- Opening Delimiter -

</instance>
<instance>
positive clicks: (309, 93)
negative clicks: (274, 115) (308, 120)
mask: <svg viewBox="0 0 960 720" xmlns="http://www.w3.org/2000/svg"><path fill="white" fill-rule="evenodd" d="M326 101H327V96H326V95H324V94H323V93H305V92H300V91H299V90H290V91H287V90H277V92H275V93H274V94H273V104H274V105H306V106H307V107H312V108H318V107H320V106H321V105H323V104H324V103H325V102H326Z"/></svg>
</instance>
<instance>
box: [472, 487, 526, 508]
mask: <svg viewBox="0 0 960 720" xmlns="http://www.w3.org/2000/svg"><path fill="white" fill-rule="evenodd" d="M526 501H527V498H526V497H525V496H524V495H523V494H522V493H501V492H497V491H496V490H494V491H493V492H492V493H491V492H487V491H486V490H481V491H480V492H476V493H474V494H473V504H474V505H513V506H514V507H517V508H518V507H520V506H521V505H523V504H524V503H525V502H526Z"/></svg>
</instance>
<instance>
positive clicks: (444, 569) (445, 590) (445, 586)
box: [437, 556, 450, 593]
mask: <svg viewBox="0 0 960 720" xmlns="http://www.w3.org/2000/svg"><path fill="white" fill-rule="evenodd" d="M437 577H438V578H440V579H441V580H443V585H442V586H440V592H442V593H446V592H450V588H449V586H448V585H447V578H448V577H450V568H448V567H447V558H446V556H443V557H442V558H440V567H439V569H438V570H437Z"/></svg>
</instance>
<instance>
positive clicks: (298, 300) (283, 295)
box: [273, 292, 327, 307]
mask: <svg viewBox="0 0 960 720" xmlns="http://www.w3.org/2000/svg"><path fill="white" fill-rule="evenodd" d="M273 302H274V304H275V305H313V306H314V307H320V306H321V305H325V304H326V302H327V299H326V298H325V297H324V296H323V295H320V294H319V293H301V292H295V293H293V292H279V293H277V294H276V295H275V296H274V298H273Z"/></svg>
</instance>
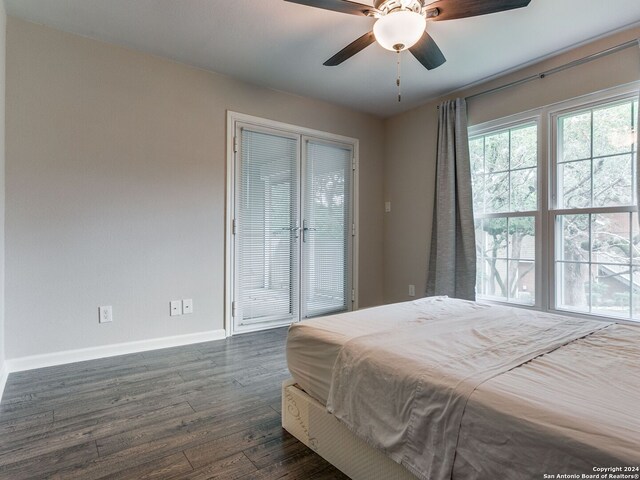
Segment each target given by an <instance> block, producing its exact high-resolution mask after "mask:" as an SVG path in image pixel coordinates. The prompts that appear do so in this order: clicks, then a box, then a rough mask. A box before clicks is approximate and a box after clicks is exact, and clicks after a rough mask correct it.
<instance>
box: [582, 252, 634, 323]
mask: <svg viewBox="0 0 640 480" xmlns="http://www.w3.org/2000/svg"><path fill="white" fill-rule="evenodd" d="M629 274H630V267H629V266H628V265H602V264H595V265H592V266H591V277H592V283H591V313H595V314H598V315H607V316H610V317H625V318H629V315H630V302H631V294H630V292H631V284H630V282H629Z"/></svg>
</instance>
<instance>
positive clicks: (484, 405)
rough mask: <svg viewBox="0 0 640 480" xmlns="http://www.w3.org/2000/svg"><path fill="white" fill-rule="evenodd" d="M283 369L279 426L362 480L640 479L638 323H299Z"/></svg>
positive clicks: (497, 314)
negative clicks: (619, 475)
mask: <svg viewBox="0 0 640 480" xmlns="http://www.w3.org/2000/svg"><path fill="white" fill-rule="evenodd" d="M287 361H288V366H289V370H290V371H291V374H292V379H291V381H288V382H285V384H284V385H283V397H282V400H283V426H284V428H285V429H287V430H288V431H289V432H290V433H292V434H293V435H294V436H296V437H297V438H299V439H300V440H301V441H303V442H304V443H305V444H307V445H308V446H310V447H311V448H313V449H314V450H316V451H317V452H318V453H319V454H320V455H322V456H323V457H325V458H326V459H327V460H328V461H330V462H331V463H333V464H334V465H335V466H336V467H338V468H339V469H340V470H342V471H343V472H344V473H346V474H347V475H349V476H350V477H351V478H353V479H356V480H358V479H362V480H375V479H386V480H392V479H397V480H404V479H415V478H419V479H430V480H444V479H455V480H458V479H486V478H509V479H520V478H522V479H531V478H554V477H551V475H558V474H570V475H576V474H577V475H583V474H584V475H593V477H581V478H605V477H602V476H600V477H596V475H602V474H603V473H606V474H611V473H615V474H618V475H619V474H621V475H628V476H619V477H606V478H638V474H639V473H640V472H638V467H640V411H639V410H640V328H638V327H636V326H630V325H622V324H616V323H607V322H596V321H586V320H579V319H574V318H570V317H565V316H557V315H550V314H545V313H541V312H536V311H531V310H525V309H517V308H510V307H503V306H494V305H486V304H480V303H475V302H466V301H462V300H454V299H449V298H446V297H431V298H425V299H420V300H416V301H413V302H405V303H400V304H395V305H387V306H383V307H376V308H371V309H365V310H360V311H356V312H350V313H345V314H340V315H334V316H330V317H324V318H319V319H314V320H308V321H305V322H301V323H299V324H294V325H292V326H291V328H290V330H289V335H288V340H287ZM618 468H620V469H621V470H620V471H617V472H614V470H615V469H618ZM606 469H610V470H609V471H607V470H606ZM545 474H546V475H548V476H547V477H544V475H545ZM555 478H557V477H555Z"/></svg>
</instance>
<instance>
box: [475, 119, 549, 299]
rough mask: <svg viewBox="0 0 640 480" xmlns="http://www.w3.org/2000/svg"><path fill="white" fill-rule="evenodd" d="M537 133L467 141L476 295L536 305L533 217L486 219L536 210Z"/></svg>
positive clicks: (501, 217)
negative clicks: (502, 213) (469, 154)
mask: <svg viewBox="0 0 640 480" xmlns="http://www.w3.org/2000/svg"><path fill="white" fill-rule="evenodd" d="M537 132H538V128H537V124H531V123H529V124H523V125H519V126H517V127H514V128H511V129H508V130H502V131H498V132H492V133H489V134H487V135H483V136H478V137H475V138H472V139H471V140H470V142H469V152H470V155H471V174H472V186H473V205H474V214H475V215H476V216H477V217H479V218H477V220H476V252H477V278H476V293H477V295H479V296H485V297H490V298H494V299H496V298H497V299H500V300H506V301H511V302H518V303H526V304H534V303H535V282H536V272H535V270H536V269H535V250H536V246H535V223H536V217H535V216H526V217H510V218H507V217H498V218H486V215H491V214H496V213H497V214H501V213H506V212H511V213H513V212H523V211H536V210H537V209H538V192H537V189H538V168H537V163H538V133H537Z"/></svg>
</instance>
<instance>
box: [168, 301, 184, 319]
mask: <svg viewBox="0 0 640 480" xmlns="http://www.w3.org/2000/svg"><path fill="white" fill-rule="evenodd" d="M169 307H170V315H171V316H172V317H175V316H176V315H182V300H172V301H171V303H169Z"/></svg>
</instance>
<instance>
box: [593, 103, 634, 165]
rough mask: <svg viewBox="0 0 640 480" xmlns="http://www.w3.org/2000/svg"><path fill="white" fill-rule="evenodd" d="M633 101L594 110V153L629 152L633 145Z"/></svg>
mask: <svg viewBox="0 0 640 480" xmlns="http://www.w3.org/2000/svg"><path fill="white" fill-rule="evenodd" d="M631 113H632V112H631V102H628V103H623V104H622V105H613V106H611V107H605V108H600V109H598V110H594V111H593V155H594V156H595V157H599V156H605V155H615V154H616V153H627V152H630V151H631V147H632V145H633V137H632V134H631V129H632V118H633V117H632V115H631Z"/></svg>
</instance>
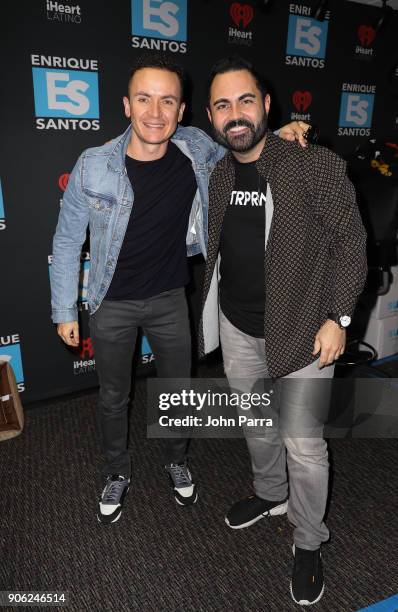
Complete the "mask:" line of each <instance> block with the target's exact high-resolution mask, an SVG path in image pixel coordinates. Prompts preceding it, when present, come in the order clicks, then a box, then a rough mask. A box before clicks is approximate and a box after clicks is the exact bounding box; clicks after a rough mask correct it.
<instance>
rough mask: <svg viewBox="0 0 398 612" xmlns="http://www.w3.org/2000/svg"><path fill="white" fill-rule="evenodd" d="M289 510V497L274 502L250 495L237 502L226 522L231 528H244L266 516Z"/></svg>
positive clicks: (255, 495)
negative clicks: (287, 508) (278, 501)
mask: <svg viewBox="0 0 398 612" xmlns="http://www.w3.org/2000/svg"><path fill="white" fill-rule="evenodd" d="M286 512H287V499H285V501H279V502H272V501H268V500H267V499H261V498H260V497H257V495H250V497H246V498H245V499H241V500H240V501H238V502H236V504H234V505H233V506H232V508H231V510H230V511H229V512H228V514H227V516H226V517H225V522H226V523H227V525H228V527H231V529H243V528H244V527H250V525H254V523H257V521H259V520H260V519H262V518H265V517H266V516H276V515H277V514H285V513H286Z"/></svg>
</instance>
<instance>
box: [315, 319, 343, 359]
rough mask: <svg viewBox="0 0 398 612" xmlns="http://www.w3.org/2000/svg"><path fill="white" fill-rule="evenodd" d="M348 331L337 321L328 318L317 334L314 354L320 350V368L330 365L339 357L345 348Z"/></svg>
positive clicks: (317, 352) (315, 341) (315, 336)
mask: <svg viewBox="0 0 398 612" xmlns="http://www.w3.org/2000/svg"><path fill="white" fill-rule="evenodd" d="M345 343H346V331H345V329H341V328H340V327H339V326H338V325H337V323H335V322H334V321H332V320H331V319H328V320H327V321H326V322H325V323H324V324H323V325H322V327H321V329H320V330H319V331H318V333H317V335H316V336H315V342H314V350H313V352H312V354H313V355H317V354H318V353H319V352H320V357H319V365H318V367H319V368H322V367H323V366H325V365H330V364H331V363H333V362H334V361H336V359H338V358H339V357H340V356H341V355H342V354H343V353H344V350H345Z"/></svg>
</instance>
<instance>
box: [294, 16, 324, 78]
mask: <svg viewBox="0 0 398 612" xmlns="http://www.w3.org/2000/svg"><path fill="white" fill-rule="evenodd" d="M328 25H329V24H328V22H327V21H316V20H315V19H311V17H304V16H302V15H289V28H288V35H287V47H286V64H287V65H292V66H307V67H311V68H324V67H325V59H324V58H325V55H326V42H327V35H328Z"/></svg>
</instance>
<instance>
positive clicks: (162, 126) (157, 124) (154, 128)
mask: <svg viewBox="0 0 398 612" xmlns="http://www.w3.org/2000/svg"><path fill="white" fill-rule="evenodd" d="M144 125H145V127H146V128H149V129H150V130H161V129H163V128H164V127H165V125H164V123H144Z"/></svg>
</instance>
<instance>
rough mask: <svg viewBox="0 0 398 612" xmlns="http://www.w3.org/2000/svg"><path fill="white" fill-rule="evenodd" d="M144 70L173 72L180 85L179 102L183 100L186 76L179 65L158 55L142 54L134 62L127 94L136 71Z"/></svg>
mask: <svg viewBox="0 0 398 612" xmlns="http://www.w3.org/2000/svg"><path fill="white" fill-rule="evenodd" d="M144 68H157V69H158V70H168V71H169V72H174V74H176V75H177V77H178V80H179V81H180V85H181V101H182V100H184V93H185V81H186V75H185V71H184V69H183V67H182V66H180V64H177V63H176V62H174V61H172V60H171V59H169V58H168V57H167V56H166V55H161V54H158V53H154V54H151V55H149V54H143V55H141V56H139V57H138V58H137V60H135V62H134V63H133V65H132V66H131V69H130V75H129V80H128V83H127V92H128V93H130V83H131V80H132V78H133V76H134V75H135V73H136V72H138V70H143V69H144Z"/></svg>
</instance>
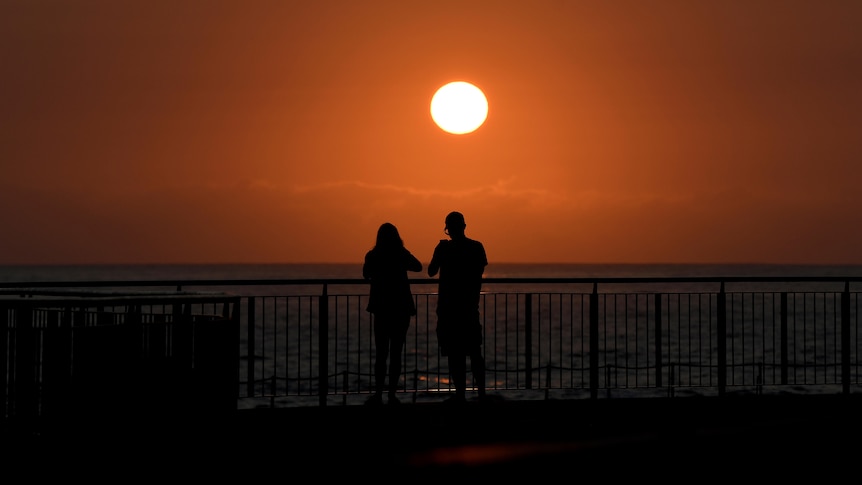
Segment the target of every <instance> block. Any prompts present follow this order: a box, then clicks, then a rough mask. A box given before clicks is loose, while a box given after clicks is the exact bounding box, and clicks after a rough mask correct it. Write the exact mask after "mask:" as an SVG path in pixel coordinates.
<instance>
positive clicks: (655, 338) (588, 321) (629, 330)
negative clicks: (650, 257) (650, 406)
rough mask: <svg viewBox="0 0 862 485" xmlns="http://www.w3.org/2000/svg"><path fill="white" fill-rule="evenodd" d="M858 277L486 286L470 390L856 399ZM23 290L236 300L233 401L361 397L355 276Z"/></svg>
mask: <svg viewBox="0 0 862 485" xmlns="http://www.w3.org/2000/svg"><path fill="white" fill-rule="evenodd" d="M860 281H862V278H857V277H847V278H845V277H823V278H818V277H799V278H781V277H756V278H746V277H736V278H732V277H723V278H708V277H705V278H571V279H567V278H497V279H486V280H485V281H484V283H483V293H482V297H481V308H480V309H481V314H482V325H483V338H484V340H483V347H484V348H483V350H484V356H485V360H486V386H487V389H488V390H489V392H498V393H508V394H514V395H515V396H516V398H533V397H534V396H536V395H538V397H539V398H597V397H600V396H608V397H617V396H619V397H625V396H629V395H662V396H677V395H685V394H691V395H713V394H715V395H723V394H725V393H728V392H753V393H762V392H772V391H776V392H800V393H809V392H835V393H851V392H856V390H857V389H858V388H859V385H860V372H859V365H860V364H859V350H860V336H859V301H860V299H859V292H858V290H856V289H853V288H851V285H856V284H858V283H859V282H860ZM411 284H412V285H413V290H414V297H415V299H416V306H417V309H418V311H417V315H416V317H415V318H414V319H413V320H412V321H411V326H410V330H409V333H408V339H407V343H406V345H405V349H404V352H403V355H402V361H403V374H402V375H403V377H402V380H401V390H402V391H403V392H404V393H409V394H410V396H411V397H412V399H413V400H414V401H415V400H417V399H424V398H426V397H427V398H429V399H434V398H436V397H438V396H439V395H440V393H441V392H448V391H449V390H450V385H449V377H448V370H447V363H446V359H445V358H444V357H441V356H440V353H439V352H438V348H437V340H436V336H435V327H436V316H435V305H436V293H435V291H436V280H430V279H418V280H411ZM25 285H26V287H27V288H26V289H22V288H20V286H21V285H15V284H4V285H2V287H6V288H8V290H6V293H9V294H14V295H21V294H28V293H29V294H39V295H43V296H44V295H45V294H48V293H50V291H67V292H68V288H69V287H72V288H77V289H79V290H80V289H81V288H90V289H89V290H87V291H91V289H92V288H93V287H102V288H105V287H110V288H112V289H117V288H131V287H138V288H141V287H158V286H161V287H171V288H176V291H177V292H182V290H183V289H186V290H189V289H194V290H195V291H198V290H209V291H212V290H213V289H219V290H220V291H222V292H224V293H225V294H227V295H232V296H233V297H236V298H237V300H236V309H235V310H233V311H234V312H235V315H236V321H237V325H238V328H239V330H238V336H237V338H238V342H237V344H238V345H237V347H238V348H236V349H233V350H231V349H224V350H223V351H224V352H226V353H227V354H228V355H233V356H236V357H237V362H236V364H237V365H236V372H237V381H236V383H235V386H236V387H235V389H236V396H237V400H238V404H240V403H243V405H250V406H291V405H306V404H309V403H312V404H317V405H327V404H329V403H333V402H335V403H338V402H341V403H344V404H346V403H348V402H349V401H351V402H352V400H353V399H359V398H362V399H364V397H363V396H367V394H368V393H370V392H372V390H373V388H374V382H373V380H374V378H373V370H372V369H373V360H374V339H373V319H372V317H371V315H370V314H368V313H367V312H366V311H365V306H366V304H367V298H368V297H367V290H368V287H367V282H365V281H363V280H354V279H319V280H221V281H195V280H191V281H136V282H117V281H112V282H95V283H94V282H90V283H80V282H79V283H62V284H60V283H51V282H46V283H39V284H34V283H26V284H25ZM58 288H61V289H64V290H57V289H58ZM851 289H852V290H853V291H851ZM18 298H21V297H20V296H19V297H18ZM7 370H8V369H7ZM7 377H8V372H7Z"/></svg>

- Closing Delimiter -

*Work to be completed*
Print the records verbatim, stopping after the "positive clicks: (444, 569)" line.

*Response box*
</instance>
<instance>
positive clicks: (309, 93)
negative clicks: (274, 115) (308, 120)
mask: <svg viewBox="0 0 960 720" xmlns="http://www.w3.org/2000/svg"><path fill="white" fill-rule="evenodd" d="M326 101H327V96H326V95H324V94H323V93H305V92H300V91H299V90H290V91H287V90H277V92H275V93H274V94H273V104H274V105H306V106H307V107H312V108H318V107H320V106H321V105H323V104H324V103H325V102H326Z"/></svg>
</instance>
<instance>
box: [472, 487, 526, 508]
mask: <svg viewBox="0 0 960 720" xmlns="http://www.w3.org/2000/svg"><path fill="white" fill-rule="evenodd" d="M526 501H527V498H526V497H525V496H524V495H523V494H522V493H501V492H497V491H496V490H494V491H493V492H492V493H491V492H487V491H486V490H481V491H480V492H476V493H474V494H473V504H474V505H513V506H514V507H517V508H518V507H520V506H521V505H523V504H524V503H525V502H526Z"/></svg>
</instance>
<instance>
positive clicks: (444, 569) (445, 590) (445, 586)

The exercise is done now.